Reproduce verbatim the part of the rows below that opens with the line containing "--target=jacket collar --mode=segment" and continues through the final row.

*** Data for processing ***

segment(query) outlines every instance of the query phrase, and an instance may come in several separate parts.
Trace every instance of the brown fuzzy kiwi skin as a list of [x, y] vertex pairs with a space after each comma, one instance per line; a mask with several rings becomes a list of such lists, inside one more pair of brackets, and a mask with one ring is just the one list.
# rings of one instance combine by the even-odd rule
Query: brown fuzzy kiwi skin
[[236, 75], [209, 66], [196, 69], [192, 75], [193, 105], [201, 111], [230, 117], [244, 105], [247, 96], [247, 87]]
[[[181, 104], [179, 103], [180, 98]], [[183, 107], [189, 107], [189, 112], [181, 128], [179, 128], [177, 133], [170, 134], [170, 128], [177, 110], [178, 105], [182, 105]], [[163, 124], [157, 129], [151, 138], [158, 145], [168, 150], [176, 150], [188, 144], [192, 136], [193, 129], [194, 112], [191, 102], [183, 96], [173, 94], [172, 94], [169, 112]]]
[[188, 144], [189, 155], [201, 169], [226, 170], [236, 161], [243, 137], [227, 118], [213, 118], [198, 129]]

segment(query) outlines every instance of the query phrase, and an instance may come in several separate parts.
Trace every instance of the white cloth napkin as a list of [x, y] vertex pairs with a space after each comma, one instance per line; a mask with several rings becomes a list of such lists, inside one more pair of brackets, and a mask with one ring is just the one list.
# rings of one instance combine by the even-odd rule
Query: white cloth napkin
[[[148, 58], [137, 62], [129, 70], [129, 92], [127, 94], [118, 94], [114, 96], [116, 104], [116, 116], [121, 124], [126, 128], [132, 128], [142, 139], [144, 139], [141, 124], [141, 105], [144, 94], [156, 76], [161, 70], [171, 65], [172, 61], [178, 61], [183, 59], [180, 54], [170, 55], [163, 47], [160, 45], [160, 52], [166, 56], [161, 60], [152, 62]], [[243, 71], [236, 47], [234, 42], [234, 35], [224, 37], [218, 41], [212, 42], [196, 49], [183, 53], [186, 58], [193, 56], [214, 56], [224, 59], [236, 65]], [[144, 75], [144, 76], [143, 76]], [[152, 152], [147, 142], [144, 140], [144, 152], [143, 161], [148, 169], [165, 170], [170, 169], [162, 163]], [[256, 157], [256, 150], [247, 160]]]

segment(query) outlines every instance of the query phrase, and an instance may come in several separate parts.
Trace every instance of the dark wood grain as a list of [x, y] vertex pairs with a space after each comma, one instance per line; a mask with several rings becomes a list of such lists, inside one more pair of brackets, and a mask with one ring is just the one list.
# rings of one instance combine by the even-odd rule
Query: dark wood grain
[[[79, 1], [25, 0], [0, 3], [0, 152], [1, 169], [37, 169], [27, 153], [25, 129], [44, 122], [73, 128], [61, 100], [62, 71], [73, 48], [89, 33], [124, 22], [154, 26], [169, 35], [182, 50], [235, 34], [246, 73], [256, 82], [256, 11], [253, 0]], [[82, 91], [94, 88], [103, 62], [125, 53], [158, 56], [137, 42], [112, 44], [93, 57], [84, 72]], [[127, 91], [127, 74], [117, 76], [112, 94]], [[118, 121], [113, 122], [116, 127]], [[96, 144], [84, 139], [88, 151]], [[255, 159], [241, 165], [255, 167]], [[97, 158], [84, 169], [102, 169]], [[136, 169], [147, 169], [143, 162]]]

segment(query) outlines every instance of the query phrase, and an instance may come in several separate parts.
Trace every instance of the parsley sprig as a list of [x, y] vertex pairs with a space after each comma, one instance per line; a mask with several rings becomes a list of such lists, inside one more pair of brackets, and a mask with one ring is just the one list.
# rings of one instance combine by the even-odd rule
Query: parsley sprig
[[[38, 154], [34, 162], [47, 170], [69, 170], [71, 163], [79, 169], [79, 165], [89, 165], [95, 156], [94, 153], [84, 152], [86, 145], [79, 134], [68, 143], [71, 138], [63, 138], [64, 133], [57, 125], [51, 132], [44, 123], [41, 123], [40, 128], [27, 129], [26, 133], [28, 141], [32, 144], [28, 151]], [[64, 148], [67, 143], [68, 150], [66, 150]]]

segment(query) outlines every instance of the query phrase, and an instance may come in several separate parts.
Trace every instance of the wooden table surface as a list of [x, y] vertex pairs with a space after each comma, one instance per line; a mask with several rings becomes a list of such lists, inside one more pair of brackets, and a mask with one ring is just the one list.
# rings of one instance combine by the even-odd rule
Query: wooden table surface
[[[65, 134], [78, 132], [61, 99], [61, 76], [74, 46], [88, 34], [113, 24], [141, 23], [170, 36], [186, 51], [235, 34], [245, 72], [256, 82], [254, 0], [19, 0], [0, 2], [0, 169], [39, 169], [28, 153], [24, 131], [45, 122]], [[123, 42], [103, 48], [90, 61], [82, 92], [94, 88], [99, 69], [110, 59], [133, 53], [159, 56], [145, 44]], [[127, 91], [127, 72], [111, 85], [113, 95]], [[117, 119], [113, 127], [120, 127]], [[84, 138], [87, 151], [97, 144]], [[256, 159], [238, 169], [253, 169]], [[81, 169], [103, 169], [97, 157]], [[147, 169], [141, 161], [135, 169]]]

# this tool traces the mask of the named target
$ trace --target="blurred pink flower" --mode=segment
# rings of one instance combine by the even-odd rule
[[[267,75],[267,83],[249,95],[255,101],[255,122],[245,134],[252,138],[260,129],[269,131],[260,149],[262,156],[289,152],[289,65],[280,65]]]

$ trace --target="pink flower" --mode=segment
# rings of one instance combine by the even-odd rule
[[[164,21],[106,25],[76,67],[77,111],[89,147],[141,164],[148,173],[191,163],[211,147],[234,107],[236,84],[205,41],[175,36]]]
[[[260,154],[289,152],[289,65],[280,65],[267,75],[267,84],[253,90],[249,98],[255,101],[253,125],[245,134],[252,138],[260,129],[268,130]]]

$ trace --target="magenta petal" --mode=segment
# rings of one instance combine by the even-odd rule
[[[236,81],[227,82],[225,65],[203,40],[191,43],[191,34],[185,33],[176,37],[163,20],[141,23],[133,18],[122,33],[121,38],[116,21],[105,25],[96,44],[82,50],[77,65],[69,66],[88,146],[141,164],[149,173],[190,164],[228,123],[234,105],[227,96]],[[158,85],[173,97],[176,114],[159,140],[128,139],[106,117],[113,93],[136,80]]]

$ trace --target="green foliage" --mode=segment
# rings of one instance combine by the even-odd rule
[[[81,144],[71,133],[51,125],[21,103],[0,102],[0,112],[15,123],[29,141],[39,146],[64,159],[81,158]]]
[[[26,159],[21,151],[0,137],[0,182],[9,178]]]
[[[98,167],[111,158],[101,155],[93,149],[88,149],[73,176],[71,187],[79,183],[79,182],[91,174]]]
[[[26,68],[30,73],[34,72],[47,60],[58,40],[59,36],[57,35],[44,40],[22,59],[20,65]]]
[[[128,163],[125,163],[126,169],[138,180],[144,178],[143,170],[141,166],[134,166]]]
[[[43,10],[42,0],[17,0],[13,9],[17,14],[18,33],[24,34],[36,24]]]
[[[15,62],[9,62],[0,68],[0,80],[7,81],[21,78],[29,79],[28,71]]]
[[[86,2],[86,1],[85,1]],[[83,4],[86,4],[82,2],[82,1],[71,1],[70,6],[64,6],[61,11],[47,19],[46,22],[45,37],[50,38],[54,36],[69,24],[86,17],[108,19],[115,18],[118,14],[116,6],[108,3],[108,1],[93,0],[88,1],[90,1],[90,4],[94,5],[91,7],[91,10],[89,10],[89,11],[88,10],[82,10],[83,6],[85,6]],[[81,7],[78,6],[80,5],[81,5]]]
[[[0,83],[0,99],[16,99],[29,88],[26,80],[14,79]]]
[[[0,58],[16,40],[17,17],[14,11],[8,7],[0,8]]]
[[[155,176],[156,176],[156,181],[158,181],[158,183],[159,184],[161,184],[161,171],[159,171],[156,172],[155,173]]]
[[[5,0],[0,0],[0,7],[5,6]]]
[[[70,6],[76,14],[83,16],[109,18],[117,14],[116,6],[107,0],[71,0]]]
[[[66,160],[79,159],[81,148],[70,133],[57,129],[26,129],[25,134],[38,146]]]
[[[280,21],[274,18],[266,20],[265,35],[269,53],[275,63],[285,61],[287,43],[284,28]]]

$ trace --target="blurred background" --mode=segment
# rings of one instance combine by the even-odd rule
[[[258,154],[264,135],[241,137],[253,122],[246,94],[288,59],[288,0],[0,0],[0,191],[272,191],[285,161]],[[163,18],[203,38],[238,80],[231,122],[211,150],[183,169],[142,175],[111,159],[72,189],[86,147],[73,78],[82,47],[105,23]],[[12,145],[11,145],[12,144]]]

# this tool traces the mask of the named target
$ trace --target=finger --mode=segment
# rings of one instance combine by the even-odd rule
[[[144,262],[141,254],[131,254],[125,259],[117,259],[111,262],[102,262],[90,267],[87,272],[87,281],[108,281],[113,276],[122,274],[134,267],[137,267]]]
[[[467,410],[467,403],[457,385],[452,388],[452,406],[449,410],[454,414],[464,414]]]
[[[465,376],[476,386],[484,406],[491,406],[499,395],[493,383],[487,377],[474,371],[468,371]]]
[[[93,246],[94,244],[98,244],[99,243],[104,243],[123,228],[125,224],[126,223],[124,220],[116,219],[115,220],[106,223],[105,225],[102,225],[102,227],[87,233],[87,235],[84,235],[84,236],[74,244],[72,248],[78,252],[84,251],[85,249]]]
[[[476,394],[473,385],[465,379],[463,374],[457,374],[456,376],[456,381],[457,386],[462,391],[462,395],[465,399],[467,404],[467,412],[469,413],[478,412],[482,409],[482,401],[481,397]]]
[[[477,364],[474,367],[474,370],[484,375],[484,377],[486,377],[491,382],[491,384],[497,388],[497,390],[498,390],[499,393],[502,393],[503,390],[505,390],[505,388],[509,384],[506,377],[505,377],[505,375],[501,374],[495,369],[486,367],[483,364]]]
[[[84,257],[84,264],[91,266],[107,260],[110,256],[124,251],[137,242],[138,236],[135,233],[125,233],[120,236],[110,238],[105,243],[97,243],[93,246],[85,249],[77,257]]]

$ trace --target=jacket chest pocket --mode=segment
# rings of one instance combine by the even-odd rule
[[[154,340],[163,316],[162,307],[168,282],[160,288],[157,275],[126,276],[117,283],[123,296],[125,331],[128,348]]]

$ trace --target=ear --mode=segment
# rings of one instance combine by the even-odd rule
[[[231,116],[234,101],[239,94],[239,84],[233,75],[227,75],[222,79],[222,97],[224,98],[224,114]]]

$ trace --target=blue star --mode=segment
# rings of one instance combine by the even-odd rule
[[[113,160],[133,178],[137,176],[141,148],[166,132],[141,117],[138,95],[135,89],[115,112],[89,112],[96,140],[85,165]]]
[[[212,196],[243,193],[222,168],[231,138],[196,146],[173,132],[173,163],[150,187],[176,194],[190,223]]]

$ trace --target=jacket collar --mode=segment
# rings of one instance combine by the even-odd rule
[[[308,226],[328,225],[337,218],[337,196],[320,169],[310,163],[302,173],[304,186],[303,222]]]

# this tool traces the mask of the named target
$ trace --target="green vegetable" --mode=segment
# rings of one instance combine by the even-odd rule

***

Exercise output:
$ trace --target=jacket collar --mode=segment
# rings of one instance combine by the even-odd rule
[[[308,226],[328,225],[337,218],[337,196],[320,169],[310,163],[302,173],[304,186],[303,222]]]

# this tool traces the mask of the named target
$ trace --target="green vegetable" --mode=segment
# rings of one instance combine by the even-odd rule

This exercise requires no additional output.